- **取り組む課題**
A: 熱中症搬送者数予測サイトの記事のうち、「開発したモデルでは」で始まる段落を、主な内容を残したまま箇条書きに改めなさい。
B: 熱中症搬送者数予測サイトの記事を、最後の文の後から書き継ぎなさい。

- **抜粋**
╔══

「熱中症搬送者数予測サイト」を公開 1週間先までの熱中症搬送者数を予測 名古屋工業大学

 名古屋工業大学は、「熱中症搬送者数予測サイト」の公開を開始した。8都道府県を対象に、1週間先までの熱中症搬送者数を予測するもの。

 日ごとの熱中症搬送者数の予測人数がリアルタイムで分かるため、熱中症リスクの低減に向けた啓発活動や、救急搬送される患者数の推定などへの利用が期待される。

 対象となる都道府県を順次拡大する予定としている。

1週間先までの熱中症搬送者数がリアルタイムで分かる

 名古屋工業大学は、「熱中症搬送者数予測サイト」の公開を試行的に開始した。8都道府県(東京都、大阪、愛知、福岡、宮城、新潟、広島、北海道)を対象に、熱中症搬送者数の予測値を、1週間先まで表示するもの。

 日ごとの熱中症搬送者数の予測人数がリアルタイムで分かるため、熱中症リスクの低減に向けた啓発活動や、救急搬送される患者数の推定などへの利用が期待される。

 開発したモデルでは、熱中症による搬送者を、屋内(居住地)での発症と、屋外(居住地外)での発症に区分し、また高齢者では連続する3日間の気象条件によって熱中症リスクが増大することや、暑熱順化によって初夏と晩夏で熱中症リスクが違うことなども考慮されている。

 週間天気予報を利用することで、1週間先までの熱中症による搬送者数の予測を、都道府県別に提供できるようになった。

 それによると、たとえば東京では、7月中旬までは熱中症搬送者数は増加するが、下旬以降は暑熱順化により減少傾向に転じるとみられる。ただし、8月中旬頃には増加するという予測も出ており、油断はできない。

過去の気象データと約14万件の熱中症搬送者データを分析

 研究は、名古屋工業大学電気・機械工学類および先端医用物理・情報工学研究センター長の平田晃正教授、小寺紗千子准教授、三輪将大氏(物理工学科)、村川卓也氏(情報工学科)らの研究グループによるもの。

╚══

保存済みの項目
╔══

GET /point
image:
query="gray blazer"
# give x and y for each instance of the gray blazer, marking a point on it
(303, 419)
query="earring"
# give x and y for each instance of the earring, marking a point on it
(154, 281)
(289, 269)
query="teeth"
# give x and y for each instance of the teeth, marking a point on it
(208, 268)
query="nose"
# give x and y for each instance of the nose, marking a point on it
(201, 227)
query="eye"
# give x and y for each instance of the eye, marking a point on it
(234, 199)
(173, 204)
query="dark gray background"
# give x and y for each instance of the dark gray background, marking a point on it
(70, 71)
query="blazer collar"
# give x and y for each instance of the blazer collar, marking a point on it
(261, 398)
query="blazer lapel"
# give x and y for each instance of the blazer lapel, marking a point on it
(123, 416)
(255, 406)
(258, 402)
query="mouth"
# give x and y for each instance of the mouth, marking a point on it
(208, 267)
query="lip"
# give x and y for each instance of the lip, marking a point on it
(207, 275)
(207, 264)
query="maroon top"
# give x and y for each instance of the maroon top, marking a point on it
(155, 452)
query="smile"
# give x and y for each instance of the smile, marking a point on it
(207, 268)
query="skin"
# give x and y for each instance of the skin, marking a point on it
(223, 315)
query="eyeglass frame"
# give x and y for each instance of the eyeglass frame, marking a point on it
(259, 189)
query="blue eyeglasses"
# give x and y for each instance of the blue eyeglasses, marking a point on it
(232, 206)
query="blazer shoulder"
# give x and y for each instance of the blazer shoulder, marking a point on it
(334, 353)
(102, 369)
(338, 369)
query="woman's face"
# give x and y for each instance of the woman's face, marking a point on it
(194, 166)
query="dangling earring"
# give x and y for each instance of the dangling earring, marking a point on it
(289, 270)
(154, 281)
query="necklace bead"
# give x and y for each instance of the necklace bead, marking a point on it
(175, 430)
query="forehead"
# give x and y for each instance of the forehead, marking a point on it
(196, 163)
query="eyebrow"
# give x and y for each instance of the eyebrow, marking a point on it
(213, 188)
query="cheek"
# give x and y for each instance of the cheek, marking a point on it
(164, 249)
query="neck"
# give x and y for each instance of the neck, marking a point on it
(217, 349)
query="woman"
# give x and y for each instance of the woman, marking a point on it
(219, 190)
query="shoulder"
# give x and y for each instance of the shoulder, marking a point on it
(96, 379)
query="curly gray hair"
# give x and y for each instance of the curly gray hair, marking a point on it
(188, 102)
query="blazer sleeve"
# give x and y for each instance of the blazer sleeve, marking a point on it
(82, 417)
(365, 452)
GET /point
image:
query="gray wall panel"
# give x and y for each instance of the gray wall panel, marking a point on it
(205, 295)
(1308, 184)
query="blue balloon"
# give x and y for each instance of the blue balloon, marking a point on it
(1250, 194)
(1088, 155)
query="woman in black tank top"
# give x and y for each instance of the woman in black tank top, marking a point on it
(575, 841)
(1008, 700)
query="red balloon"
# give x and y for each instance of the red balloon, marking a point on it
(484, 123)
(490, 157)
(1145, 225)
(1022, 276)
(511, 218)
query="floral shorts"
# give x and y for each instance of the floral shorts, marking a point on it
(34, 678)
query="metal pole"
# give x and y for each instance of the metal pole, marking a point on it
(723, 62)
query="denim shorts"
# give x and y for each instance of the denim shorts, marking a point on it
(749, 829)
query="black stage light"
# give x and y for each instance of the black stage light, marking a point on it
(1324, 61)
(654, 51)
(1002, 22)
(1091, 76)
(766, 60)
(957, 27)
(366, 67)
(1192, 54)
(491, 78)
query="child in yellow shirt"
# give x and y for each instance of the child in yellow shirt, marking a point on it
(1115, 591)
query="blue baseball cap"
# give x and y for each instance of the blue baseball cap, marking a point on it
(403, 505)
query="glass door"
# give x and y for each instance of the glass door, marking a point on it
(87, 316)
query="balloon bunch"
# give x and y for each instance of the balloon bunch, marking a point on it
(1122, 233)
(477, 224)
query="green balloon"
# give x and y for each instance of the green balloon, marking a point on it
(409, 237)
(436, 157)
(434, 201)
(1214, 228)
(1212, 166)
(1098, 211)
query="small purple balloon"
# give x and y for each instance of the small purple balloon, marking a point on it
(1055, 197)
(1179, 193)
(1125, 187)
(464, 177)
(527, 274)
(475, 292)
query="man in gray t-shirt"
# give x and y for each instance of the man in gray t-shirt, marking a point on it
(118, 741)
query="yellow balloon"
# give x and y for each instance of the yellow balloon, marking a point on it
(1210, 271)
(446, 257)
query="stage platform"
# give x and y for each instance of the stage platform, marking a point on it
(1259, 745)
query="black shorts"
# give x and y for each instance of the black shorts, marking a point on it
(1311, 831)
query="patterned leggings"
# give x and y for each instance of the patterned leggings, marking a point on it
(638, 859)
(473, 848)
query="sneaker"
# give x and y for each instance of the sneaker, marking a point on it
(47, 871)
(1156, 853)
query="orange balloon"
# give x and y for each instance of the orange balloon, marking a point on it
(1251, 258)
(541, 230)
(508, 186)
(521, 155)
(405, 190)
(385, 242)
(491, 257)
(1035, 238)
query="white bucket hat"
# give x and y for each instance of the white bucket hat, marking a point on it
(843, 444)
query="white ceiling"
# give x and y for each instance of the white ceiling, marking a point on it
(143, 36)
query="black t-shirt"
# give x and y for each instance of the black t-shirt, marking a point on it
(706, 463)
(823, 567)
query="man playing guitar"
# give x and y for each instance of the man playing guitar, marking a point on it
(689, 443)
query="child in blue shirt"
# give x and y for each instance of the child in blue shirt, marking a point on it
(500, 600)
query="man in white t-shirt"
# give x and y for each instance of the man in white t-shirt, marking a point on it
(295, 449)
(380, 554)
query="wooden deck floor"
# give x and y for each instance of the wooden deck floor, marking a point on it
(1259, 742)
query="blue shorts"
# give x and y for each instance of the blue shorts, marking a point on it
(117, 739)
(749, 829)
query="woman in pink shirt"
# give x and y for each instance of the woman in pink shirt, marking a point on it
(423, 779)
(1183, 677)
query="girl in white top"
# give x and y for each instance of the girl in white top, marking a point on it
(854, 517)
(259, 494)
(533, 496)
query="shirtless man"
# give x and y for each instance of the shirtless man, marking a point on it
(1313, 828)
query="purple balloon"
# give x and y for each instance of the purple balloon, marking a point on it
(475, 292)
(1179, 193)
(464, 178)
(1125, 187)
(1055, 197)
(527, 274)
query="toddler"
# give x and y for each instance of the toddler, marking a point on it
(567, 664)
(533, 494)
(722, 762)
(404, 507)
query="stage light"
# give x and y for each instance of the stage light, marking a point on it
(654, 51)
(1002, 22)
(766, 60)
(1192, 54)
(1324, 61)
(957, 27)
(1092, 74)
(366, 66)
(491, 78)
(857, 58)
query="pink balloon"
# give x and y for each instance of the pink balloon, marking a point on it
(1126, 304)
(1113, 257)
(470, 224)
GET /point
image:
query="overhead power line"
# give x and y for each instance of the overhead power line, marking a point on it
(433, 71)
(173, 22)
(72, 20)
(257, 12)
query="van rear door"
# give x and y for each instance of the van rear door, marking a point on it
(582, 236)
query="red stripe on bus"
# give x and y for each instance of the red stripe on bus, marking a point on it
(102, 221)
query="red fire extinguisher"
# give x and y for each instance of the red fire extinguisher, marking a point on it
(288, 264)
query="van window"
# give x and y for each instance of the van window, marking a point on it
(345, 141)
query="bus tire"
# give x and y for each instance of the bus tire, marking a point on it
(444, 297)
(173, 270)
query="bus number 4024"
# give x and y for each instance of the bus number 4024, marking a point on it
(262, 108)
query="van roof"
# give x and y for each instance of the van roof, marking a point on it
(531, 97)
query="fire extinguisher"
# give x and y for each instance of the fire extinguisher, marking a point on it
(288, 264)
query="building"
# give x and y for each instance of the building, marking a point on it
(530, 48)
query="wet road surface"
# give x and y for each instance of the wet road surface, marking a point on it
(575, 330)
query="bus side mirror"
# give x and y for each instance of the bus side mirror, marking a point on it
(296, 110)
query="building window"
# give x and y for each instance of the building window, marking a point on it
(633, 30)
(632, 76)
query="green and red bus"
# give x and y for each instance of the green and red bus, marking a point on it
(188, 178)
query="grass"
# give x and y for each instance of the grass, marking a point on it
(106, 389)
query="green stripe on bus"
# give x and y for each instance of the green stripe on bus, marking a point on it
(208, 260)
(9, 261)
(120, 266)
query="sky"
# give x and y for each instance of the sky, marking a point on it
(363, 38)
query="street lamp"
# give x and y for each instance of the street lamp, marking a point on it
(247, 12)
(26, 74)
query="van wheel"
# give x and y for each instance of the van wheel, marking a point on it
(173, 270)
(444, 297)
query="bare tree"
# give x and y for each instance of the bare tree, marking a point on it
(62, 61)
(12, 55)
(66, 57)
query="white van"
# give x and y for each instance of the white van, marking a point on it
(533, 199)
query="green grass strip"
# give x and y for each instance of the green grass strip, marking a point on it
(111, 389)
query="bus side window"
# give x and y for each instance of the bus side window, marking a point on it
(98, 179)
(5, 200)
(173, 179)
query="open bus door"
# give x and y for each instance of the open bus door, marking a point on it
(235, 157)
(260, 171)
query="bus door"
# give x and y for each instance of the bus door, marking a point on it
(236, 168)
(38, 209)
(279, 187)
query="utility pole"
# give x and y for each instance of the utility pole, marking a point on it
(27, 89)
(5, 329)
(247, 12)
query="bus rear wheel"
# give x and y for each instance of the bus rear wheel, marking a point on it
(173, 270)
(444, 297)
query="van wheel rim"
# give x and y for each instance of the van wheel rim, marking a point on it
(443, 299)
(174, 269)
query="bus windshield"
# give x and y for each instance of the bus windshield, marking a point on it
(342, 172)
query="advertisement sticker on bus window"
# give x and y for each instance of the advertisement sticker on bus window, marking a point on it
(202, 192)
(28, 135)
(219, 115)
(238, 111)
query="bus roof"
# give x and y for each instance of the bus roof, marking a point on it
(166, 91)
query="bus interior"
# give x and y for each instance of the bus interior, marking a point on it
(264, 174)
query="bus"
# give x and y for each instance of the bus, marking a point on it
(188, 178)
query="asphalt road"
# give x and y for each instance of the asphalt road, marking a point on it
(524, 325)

╚══

- **各問の解答**
A:
- 熱中症による搬送者を、屋内(居住地)での発症と屋外(居住地外)での発症に分けている。
- 高齢者では、連続する3日間の気象条件によって熱中症リスクが増えることを考慮している。
- 暑熱順化によって、初夏と晩夏で熱中症リスクが違うことも考慮している。

B:
 研究グループはこれまで、気象データを用いて熱中症の搬送者数を予測する技術を開発しており、その技術をベースに、2013~2019年の6~9月の気象データと、約14万件の熱中症搬送者データを分析し、予測サイトの試行運用を開始した。今後も順次、対象となる都道府県を拡大する予定としている。

 地球温暖化などの影響から、熱中症の患者数は増加の一途をたどり、とくに子供や高齢者は熱中症の高リスク群とされており、いっそうの注意が必要となっている。

 研究グループはこれまで、数値人体モデルを用いた体内温度の上昇、および発汗量の解析手法を開発し、さらに気象データを入力とした大規模シミュレーションによって得られた1日の発汗量と熱中症による搬送者数とのビッグデータを融合させ、熱中症による搬送者数を推定可能な予測式を開発してきた。

 熱中症発症リスクは当日の気温の高さだけでなく、高齢者では前2日間の気象条件も影響すること、さらには成人では当日の暑さが直接的な要因となることを立証している。

 これらの技術はすでに、名古屋市消防局との共同研究で、救急隊の効果的な運用や熱中症予防啓発などに実用化されているという。